Each part of this tutorial is meant to help you work through some part of the data science take home challenge that I have seen many applicants struggle with.  The data set we are working with today is the citibike trip data which can be found [here](https://www.citibikenyc.com/system-data).  The data has the following variables:

- Trip Duration (seconds)
- Start Time and Date
- Stop Time and Date
- Start Station Name
- End Station Name
- Station ID
- Station Lat/Long
- Bike ID
- User Type (Customer = 24-hour pass or 3-day pass user; Subscriber = Annual Member)
- Gender (Zero=unknown; 1=male; 2=female)
- Year of Birth

# Run these first

In [None]:
import pandas as pd
import os

In [None]:
!mkdir data
!mkdir data/raw
!wget -P data/raw https://s3.amazonaws.com/tripdata/201909-citibike-tripdata.csv.zip
!wget -P data/raw https://s3.amazonaws.com/tripdata/201908-citibike-tripdata.csv.zip
!wget -P data/raw https://s3.amazonaws.com/tripdata/201907-citibike-tripdata.csv.zip
!unzip -q data/raw/201909-citibike-tripdata.csv.zip -d data/raw/
!unzip -q data/raw/201908-citibike-tripdata.csv.zip -d data/raw/
!unzip -q data/raw/201907-citibike-tripdata.csv.zip -d data/raw/
cb_csv = [x for x in os.listdir("data/raw") if x.endswith(".csv")]
df_cb_list = []
for csv in cb_csv:
    df_cb_list.append(pd.read_csv(os.path.join("data/raw",csv)))
df_cb = pd.concat(df_cb_list, ignore_index=True, sort=False)
del df_cb_list
df_cb = df_cb.rename(columns={x:x.replace(" ", "_") for x in df_cb.columns})
df_cb.shape

In [None]:
df_data = pd.read_csv("https://raw.githubusercontent.com/MichoelSnow/pydata_nyc_2019/master/downloads/citibike_data.csv", low_memory=False)
df_data.shape

In [None]:
!wget https://github.com/MichoelSnow/pydata_nyc_2019/raw/master/downloads/model_predictions.zip
!unzip model_predictions.zip    

# Part 1: Working with Trick Data

People who create these datasets will sometimes purposefully create "bad data" within the data set.  As most data in the wild has some internal discrepancies, you must carefully examine the data before you can model it.  Only once you have identified and dealt with, or decided to ignore, the problems with the data can you feel confident in analyzing it. To this end I have modified a portion of the citibike data set, which already had some problems with it, and added in a whole host of errors.

DATA SEGMENT.

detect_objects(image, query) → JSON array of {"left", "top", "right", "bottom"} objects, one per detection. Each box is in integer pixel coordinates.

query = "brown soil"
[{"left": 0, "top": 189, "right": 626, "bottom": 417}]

PROBLEM STATEMENT. Reproduce the citibike tutorial from "df_data.shape" up to and including "host of errors.". The listing has nothing to do with the citibike tutorial.

SOLUTION TO THE PROBLEM.
df_data.shape

In [None]:
!wget https://github.com/MichoelSnow/pydata_nyc_2019/raw/master/downloads/model_predictions.zip
!unzip model_predictions.zip    

# Part 1: Working with Trick Data

People who create these datasets will sometimes purposefully create "bad data" within the data set.  As most data in the wild has some internal discrepancies, you must carefully examine the data before you can model it.  Only once you have identified and dealt with, or decided to ignore, the problems with the data can you feel confident in analyzing it. To this end I have modified a portion of the citibike data set, which already had some problems with it, and added in a whole host of errors.